= Exercise details =
Report every line in the listing below that contains the string "toned", matching case exactly.

□ □ □ □ □ □ □

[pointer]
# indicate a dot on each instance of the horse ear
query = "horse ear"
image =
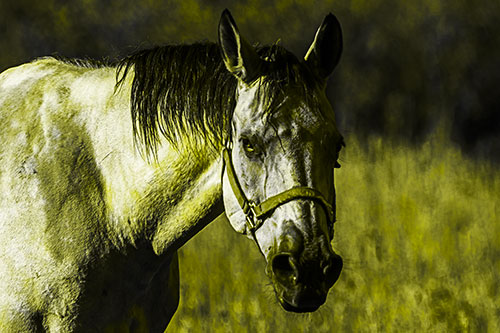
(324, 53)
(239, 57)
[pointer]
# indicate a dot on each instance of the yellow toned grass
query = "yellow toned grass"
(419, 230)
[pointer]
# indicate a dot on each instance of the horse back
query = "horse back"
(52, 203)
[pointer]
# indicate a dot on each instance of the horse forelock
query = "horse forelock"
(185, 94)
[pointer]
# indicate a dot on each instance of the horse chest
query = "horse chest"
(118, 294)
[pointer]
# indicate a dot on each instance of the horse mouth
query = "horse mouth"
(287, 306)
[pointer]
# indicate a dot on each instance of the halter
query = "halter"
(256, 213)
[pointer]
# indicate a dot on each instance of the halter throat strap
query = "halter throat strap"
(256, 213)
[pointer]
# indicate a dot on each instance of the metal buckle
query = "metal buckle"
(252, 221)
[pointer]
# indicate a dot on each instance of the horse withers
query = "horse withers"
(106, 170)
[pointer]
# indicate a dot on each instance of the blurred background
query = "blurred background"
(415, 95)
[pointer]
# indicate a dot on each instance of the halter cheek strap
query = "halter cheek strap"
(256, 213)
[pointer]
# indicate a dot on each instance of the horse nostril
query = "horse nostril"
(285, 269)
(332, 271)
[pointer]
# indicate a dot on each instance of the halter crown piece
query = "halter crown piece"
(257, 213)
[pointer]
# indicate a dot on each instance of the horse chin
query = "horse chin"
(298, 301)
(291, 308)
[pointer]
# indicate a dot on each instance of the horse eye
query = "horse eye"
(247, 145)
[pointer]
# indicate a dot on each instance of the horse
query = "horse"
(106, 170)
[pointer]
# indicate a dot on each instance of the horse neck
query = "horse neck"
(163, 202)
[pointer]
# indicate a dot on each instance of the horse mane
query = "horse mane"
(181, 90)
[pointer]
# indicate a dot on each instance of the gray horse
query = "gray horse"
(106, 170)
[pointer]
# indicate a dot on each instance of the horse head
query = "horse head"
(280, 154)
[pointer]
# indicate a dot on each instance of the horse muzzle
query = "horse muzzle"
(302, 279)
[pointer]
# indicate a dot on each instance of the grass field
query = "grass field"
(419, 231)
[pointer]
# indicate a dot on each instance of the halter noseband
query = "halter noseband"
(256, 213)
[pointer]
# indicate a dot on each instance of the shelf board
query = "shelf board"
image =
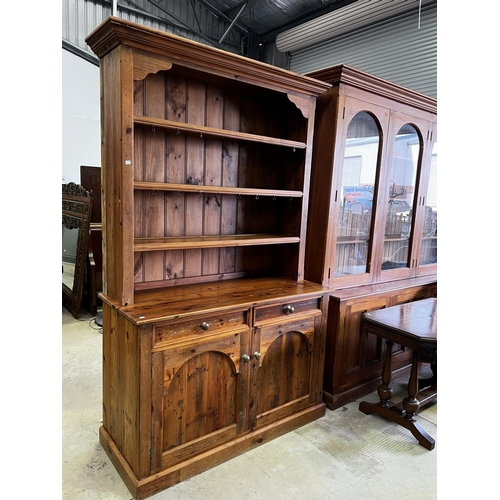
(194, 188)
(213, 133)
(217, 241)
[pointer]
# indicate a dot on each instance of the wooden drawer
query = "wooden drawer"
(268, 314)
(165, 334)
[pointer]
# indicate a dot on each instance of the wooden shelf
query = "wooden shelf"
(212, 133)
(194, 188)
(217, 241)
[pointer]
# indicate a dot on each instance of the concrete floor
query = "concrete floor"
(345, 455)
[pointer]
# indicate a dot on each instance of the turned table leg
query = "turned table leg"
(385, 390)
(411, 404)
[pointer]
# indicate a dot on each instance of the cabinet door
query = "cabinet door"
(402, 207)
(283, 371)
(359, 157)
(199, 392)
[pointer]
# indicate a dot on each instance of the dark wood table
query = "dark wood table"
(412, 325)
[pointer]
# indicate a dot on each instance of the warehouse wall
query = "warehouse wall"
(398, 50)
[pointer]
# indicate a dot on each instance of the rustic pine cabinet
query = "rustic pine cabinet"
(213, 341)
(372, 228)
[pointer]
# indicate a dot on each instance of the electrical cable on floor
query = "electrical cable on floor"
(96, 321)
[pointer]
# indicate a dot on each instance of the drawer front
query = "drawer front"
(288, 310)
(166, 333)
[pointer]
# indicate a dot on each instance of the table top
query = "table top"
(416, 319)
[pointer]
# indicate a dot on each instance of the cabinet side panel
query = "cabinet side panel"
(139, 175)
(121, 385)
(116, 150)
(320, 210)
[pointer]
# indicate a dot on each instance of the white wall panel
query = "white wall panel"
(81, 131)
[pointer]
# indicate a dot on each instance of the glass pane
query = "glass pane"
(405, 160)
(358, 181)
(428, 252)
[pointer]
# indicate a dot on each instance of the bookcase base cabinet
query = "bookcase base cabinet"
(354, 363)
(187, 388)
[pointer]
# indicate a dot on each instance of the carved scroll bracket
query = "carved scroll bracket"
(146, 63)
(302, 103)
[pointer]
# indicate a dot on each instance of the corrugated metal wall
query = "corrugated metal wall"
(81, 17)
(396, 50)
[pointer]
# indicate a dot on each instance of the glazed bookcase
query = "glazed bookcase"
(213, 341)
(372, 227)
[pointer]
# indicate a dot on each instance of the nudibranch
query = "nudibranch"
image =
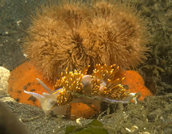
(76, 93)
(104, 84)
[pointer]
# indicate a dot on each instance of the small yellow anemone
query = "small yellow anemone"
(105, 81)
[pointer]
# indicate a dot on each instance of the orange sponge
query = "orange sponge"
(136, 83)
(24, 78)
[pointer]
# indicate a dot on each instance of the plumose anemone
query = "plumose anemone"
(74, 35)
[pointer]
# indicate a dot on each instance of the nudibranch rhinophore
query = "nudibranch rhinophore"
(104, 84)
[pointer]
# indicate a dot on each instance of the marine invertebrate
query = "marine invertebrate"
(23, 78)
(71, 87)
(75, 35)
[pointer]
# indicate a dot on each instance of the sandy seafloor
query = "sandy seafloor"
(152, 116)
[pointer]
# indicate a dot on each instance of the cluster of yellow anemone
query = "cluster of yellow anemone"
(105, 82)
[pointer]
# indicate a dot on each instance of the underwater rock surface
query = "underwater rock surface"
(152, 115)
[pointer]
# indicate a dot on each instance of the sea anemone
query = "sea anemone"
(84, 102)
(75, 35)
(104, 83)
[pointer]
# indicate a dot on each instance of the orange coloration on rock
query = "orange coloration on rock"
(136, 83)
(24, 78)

□ □ □ □ □ □ □

= Task output =
# indicate a dot on each instance of the yellow toned grass
query = "yellow toned grass"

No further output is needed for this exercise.